# [Exercise]
Keep to one stretch of the data below, the lines from the one with "box: [85, 92, 465, 184]" up to and including the one with "positive clicks: (330, 102) (132, 99)", and return that stretch exactly.

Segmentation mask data
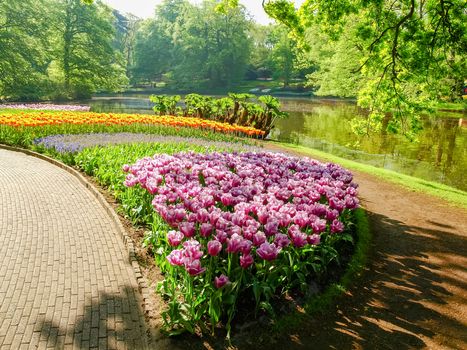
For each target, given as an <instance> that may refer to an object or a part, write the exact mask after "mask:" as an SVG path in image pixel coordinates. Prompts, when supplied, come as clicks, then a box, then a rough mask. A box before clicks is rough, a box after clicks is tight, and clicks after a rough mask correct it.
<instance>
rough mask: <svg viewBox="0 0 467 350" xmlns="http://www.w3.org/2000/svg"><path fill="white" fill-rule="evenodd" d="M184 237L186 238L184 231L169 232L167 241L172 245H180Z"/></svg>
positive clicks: (167, 233) (171, 245) (167, 232)
mask: <svg viewBox="0 0 467 350" xmlns="http://www.w3.org/2000/svg"><path fill="white" fill-rule="evenodd" d="M183 238H185V237H184V235H183V233H181V232H179V231H169V232H167V241H168V242H169V244H170V245H171V246H172V247H176V246H178V245H179V244H180V243H181V242H182V240H183Z"/></svg>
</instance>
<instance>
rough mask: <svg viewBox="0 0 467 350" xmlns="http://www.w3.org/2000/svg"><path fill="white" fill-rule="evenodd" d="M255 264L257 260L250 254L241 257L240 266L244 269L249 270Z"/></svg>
mask: <svg viewBox="0 0 467 350" xmlns="http://www.w3.org/2000/svg"><path fill="white" fill-rule="evenodd" d="M254 262H255V260H254V259H253V257H252V256H251V255H250V254H246V255H240V266H241V267H242V268H243V269H247V268H249V267H250V266H251V265H253V263H254Z"/></svg>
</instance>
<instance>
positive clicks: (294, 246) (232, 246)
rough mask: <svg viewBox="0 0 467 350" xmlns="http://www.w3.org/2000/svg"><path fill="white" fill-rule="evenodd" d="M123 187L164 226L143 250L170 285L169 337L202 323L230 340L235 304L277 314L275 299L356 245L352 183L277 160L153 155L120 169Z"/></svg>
mask: <svg viewBox="0 0 467 350" xmlns="http://www.w3.org/2000/svg"><path fill="white" fill-rule="evenodd" d="M124 171H125V172H128V175H127V178H126V180H125V185H126V186H128V187H134V186H136V185H137V184H139V185H140V186H141V187H142V188H143V189H145V190H146V191H147V192H146V193H147V194H150V195H151V196H152V197H153V199H152V205H153V207H154V209H155V211H156V212H157V213H158V214H159V216H160V218H162V219H163V221H162V220H156V222H155V223H154V225H153V229H152V232H151V234H150V235H149V236H148V238H147V241H148V242H150V243H151V244H152V246H153V249H154V251H155V252H156V260H157V262H158V265H159V266H160V267H161V269H162V270H163V271H164V272H165V274H166V278H165V280H164V282H163V283H162V284H161V285H160V291H161V293H162V294H163V295H164V296H166V297H167V298H168V299H169V303H168V310H167V311H166V312H165V313H164V319H165V326H166V328H167V329H171V330H172V332H175V333H177V332H181V331H184V330H188V331H190V332H194V330H195V327H196V326H200V327H201V328H204V324H205V321H206V320H209V321H210V324H211V326H212V327H215V326H216V325H217V324H218V322H219V321H221V320H223V321H224V322H225V325H226V328H227V332H228V334H229V333H230V327H231V321H232V319H233V317H234V314H235V310H236V305H237V300H238V299H239V296H241V298H242V299H245V300H248V299H251V300H254V303H255V305H256V310H258V309H260V308H262V309H265V310H269V311H271V312H272V311H273V308H272V305H271V303H270V302H271V300H272V298H273V297H274V296H275V295H276V294H277V293H285V292H286V291H288V290H291V289H300V288H304V287H306V286H307V281H308V280H309V279H319V278H321V276H322V275H323V274H325V273H326V269H327V267H328V266H330V263H331V262H332V261H335V260H338V259H339V253H338V251H337V250H336V247H337V245H338V242H340V241H342V240H346V241H351V240H352V237H351V235H350V234H349V233H348V230H349V227H350V226H351V224H352V222H351V218H352V215H351V214H352V213H351V211H352V210H353V209H355V208H357V207H358V199H357V197H356V196H357V191H356V185H355V184H354V183H352V175H351V173H350V172H348V171H347V170H345V169H343V168H341V167H339V166H337V165H335V164H323V163H320V162H317V161H314V160H309V159H298V158H293V157H288V156H285V155H281V154H272V153H244V154H229V153H212V154H195V153H180V154H176V155H174V156H168V155H156V156H155V157H153V158H150V157H148V158H144V159H141V160H139V161H138V162H136V164H134V165H132V166H129V165H125V166H124Z"/></svg>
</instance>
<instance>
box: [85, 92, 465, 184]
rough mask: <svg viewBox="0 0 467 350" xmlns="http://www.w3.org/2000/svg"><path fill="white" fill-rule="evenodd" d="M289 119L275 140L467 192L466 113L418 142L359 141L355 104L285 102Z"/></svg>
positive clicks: (330, 102) (132, 99)
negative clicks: (424, 179)
mask: <svg viewBox="0 0 467 350" xmlns="http://www.w3.org/2000/svg"><path fill="white" fill-rule="evenodd" d="M84 102H85V103H87V104H89V105H91V110H92V111H95V112H114V113H117V112H120V113H148V114H152V113H153V112H152V110H151V107H152V103H151V102H149V100H148V96H147V95H131V96H112V97H101V98H95V99H93V100H91V101H84ZM282 104H283V106H284V108H285V109H286V110H288V111H290V118H289V119H287V120H280V121H279V122H278V123H277V127H276V129H274V130H273V132H272V134H271V137H272V138H273V139H276V140H280V141H286V142H292V143H297V144H301V145H304V146H307V147H312V148H316V149H319V150H322V151H324V152H328V153H331V154H335V155H337V156H340V157H343V158H347V159H352V160H355V161H358V162H361V163H365V164H371V165H374V166H377V167H382V168H386V169H390V170H394V171H397V172H400V173H404V174H408V175H412V176H415V177H419V178H423V179H427V180H431V181H437V182H441V183H445V184H447V185H450V186H453V187H456V188H459V189H462V190H467V181H466V180H465V170H466V169H467V128H466V127H465V124H464V126H462V122H459V120H460V118H461V117H462V114H445V115H441V114H438V115H436V116H428V117H426V118H424V119H423V131H422V132H421V133H420V134H419V135H418V142H416V143H411V142H409V141H407V140H406V139H404V138H403V137H401V136H397V135H387V134H385V133H384V132H382V133H381V134H374V135H371V136H364V137H359V136H356V135H355V134H354V133H353V132H352V131H351V130H350V120H351V119H352V118H353V117H354V116H362V117H363V115H364V114H363V112H362V111H361V110H360V109H359V108H358V107H356V106H355V105H354V104H352V103H344V102H335V101H326V100H318V101H317V100H306V99H284V100H282Z"/></svg>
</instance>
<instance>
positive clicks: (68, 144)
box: [33, 132, 259, 153]
mask: <svg viewBox="0 0 467 350" xmlns="http://www.w3.org/2000/svg"><path fill="white" fill-rule="evenodd" d="M33 143H34V144H35V145H36V146H42V147H45V148H47V149H53V150H55V151H57V152H59V153H68V152H70V153H76V152H79V151H81V150H83V149H84V148H87V147H93V146H108V145H117V144H127V143H172V144H173V143H186V144H189V145H198V146H212V147H214V148H216V149H230V150H232V151H257V150H259V148H258V147H255V146H248V145H243V144H239V143H232V142H223V141H209V140H202V139H199V138H194V137H179V136H164V135H153V134H143V133H129V132H125V133H92V134H75V135H73V134H72V135H51V136H47V137H41V138H38V139H35V140H34V142H33Z"/></svg>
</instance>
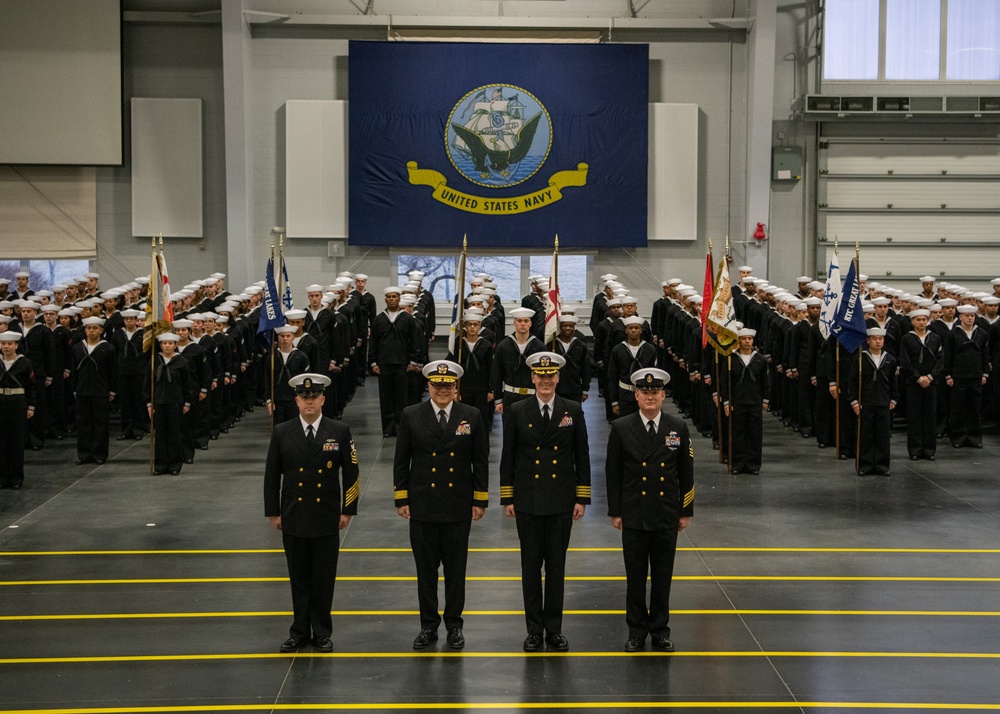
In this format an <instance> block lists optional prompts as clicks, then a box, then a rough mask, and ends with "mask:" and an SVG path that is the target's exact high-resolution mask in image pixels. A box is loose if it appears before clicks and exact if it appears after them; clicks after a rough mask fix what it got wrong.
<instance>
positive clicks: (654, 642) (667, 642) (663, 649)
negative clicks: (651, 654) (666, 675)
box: [653, 637, 674, 652]
mask: <svg viewBox="0 0 1000 714" xmlns="http://www.w3.org/2000/svg"><path fill="white" fill-rule="evenodd" d="M653 649H657V650H659V651H660V652H673V651H674V643H673V642H671V641H670V638H669V637H657V638H656V639H654V640H653Z"/></svg>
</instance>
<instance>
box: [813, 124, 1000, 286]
mask: <svg viewBox="0 0 1000 714" xmlns="http://www.w3.org/2000/svg"><path fill="white" fill-rule="evenodd" d="M819 147H820V151H819V162H818V167H819V174H818V186H817V200H818V203H819V206H818V208H819V210H818V212H817V217H818V218H817V239H818V241H819V245H818V246H817V247H818V250H817V256H818V257H820V259H822V256H824V255H825V256H826V260H827V261H828V260H829V256H830V254H831V253H832V251H833V244H834V237H837V238H839V241H840V256H841V265H842V266H843V265H844V264H845V261H846V260H848V259H849V257H852V256H853V254H854V244H855V241H857V242H858V243H859V244H860V249H861V271H862V272H864V273H867V274H868V276H869V278H870V279H871V280H876V281H880V282H885V283H887V284H890V285H895V286H898V287H903V288H906V287H907V284H908V285H909V287H911V288H912V287H915V286H914V285H913V283H914V282H915V281H916V279H917V278H918V277H920V276H921V275H924V274H929V275H933V276H935V277H936V278H937V279H939V280H943V281H948V282H958V283H962V284H967V285H968V286H969V287H973V286H979V287H982V284H983V282H989V280H990V279H992V278H995V277H997V276H998V275H1000V261H998V259H997V252H996V248H997V246H998V245H1000V142H998V141H996V140H995V139H985V138H943V137H937V138H922V139H921V138H910V139H905V138H899V137H896V138H892V137H888V136H886V137H864V138H847V137H829V138H822V139H820V144H819ZM845 256H846V257H845Z"/></svg>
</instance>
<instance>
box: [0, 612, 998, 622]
mask: <svg viewBox="0 0 1000 714" xmlns="http://www.w3.org/2000/svg"><path fill="white" fill-rule="evenodd" d="M331 614H332V615H333V616H334V617H359V616H362V617H397V616H405V617H412V616H414V615H419V614H420V611H419V610H333V611H332V612H331ZM462 614H463V615H465V616H466V617H509V616H517V617H520V616H522V615H524V610H466V611H465V612H463V613H462ZM564 614H566V615H615V616H620V615H624V614H625V611H624V610H565V611H564ZM670 614H671V615H674V616H680V615H746V616H774V615H789V616H795V617H867V616H881V617H1000V612H995V611H992V610H671V611H670ZM291 615H292V611H291V610H261V611H253V610H236V611H220V612H97V613H67V614H48V615H0V622H29V621H31V622H37V621H49V620H157V619H183V618H212V617H222V618H225V617H291Z"/></svg>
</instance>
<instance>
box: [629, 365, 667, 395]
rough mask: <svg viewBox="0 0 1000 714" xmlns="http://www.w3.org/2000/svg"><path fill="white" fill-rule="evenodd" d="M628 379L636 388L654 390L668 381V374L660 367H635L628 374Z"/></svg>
mask: <svg viewBox="0 0 1000 714" xmlns="http://www.w3.org/2000/svg"><path fill="white" fill-rule="evenodd" d="M629 381H630V382H632V384H634V385H635V388H636V389H638V390H641V391H651V392H656V391H659V390H661V389H663V387H665V386H666V385H667V383H668V382H670V375H669V374H667V373H666V372H665V371H663V370H662V369H657V368H656V367H646V368H645V369H637V370H636V371H635V372H633V373H632V374H630V375H629Z"/></svg>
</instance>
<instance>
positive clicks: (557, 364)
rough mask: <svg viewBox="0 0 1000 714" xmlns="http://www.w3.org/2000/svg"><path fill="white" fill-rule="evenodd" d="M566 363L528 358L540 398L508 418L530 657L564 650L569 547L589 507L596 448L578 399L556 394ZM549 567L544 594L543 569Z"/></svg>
mask: <svg viewBox="0 0 1000 714" xmlns="http://www.w3.org/2000/svg"><path fill="white" fill-rule="evenodd" d="M563 363H564V360H563V358H562V357H560V356H559V355H557V354H555V353H554V352H536V353H535V354H533V355H531V357H530V358H529V359H528V367H529V368H530V369H531V372H532V374H531V381H532V382H533V384H534V389H535V393H534V395H532V397H530V398H528V399H523V400H521V401H519V402H517V403H516V404H513V405H512V406H511V407H510V408H509V409H508V410H507V412H506V414H505V415H504V430H503V454H502V456H501V458H500V503H501V504H502V505H503V506H504V515H505V516H507V517H508V518H516V519H517V536H518V539H519V540H520V542H521V590H522V593H523V595H524V615H525V620H526V623H527V629H528V637H527V638H526V639H525V640H524V651H525V652H537V651H539V650H541V649H542V645H543V636H544V642H545V643H547V644H548V647H549V649H551V650H557V651H565V650H568V649H569V643H568V642H567V641H566V637H565V636H563V634H562V609H563V590H564V583H563V579H564V577H565V570H566V549H567V548H568V547H569V538H570V531H571V530H572V527H573V521H575V520H578V519H580V518H582V517H583V514H584V513H585V512H586V510H587V505H588V504H589V503H590V449H589V447H588V445H587V424H586V422H585V421H584V416H583V408H582V407H581V406H580V404H579V402H571V401H569V400H566V399H563V398H562V397H560V396H558V395H557V394H556V385H557V384H558V382H559V368H560V367H562V365H563ZM543 567H544V569H545V589H544V597H543V592H542V568H543Z"/></svg>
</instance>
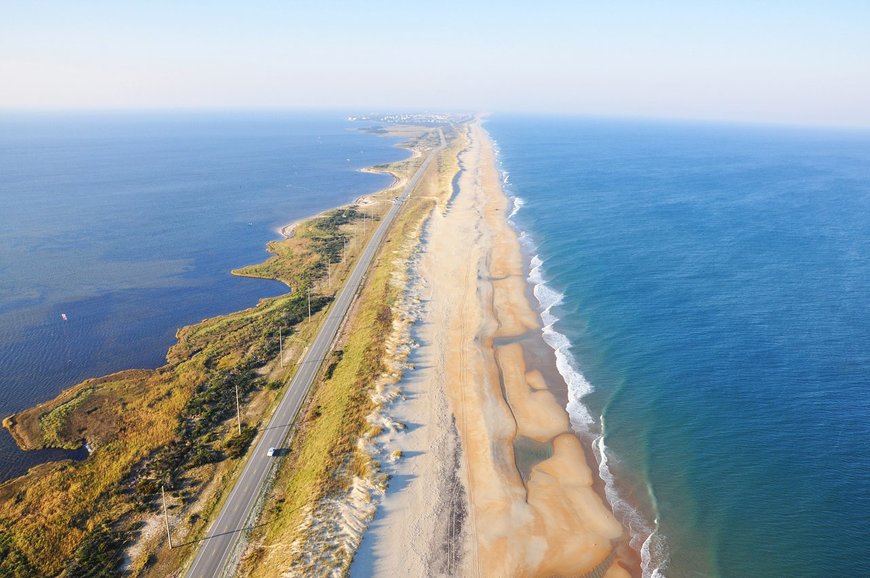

# [Reply to the task]
box: [85, 92, 465, 184]
rough mask: <svg viewBox="0 0 467 350" xmlns="http://www.w3.org/2000/svg"><path fill="white" fill-rule="evenodd" d="M289 119L275 140L467 192L466 113L418 142L359 141L355 104L285 102Z"/></svg>
positive clicks: (330, 102) (132, 99)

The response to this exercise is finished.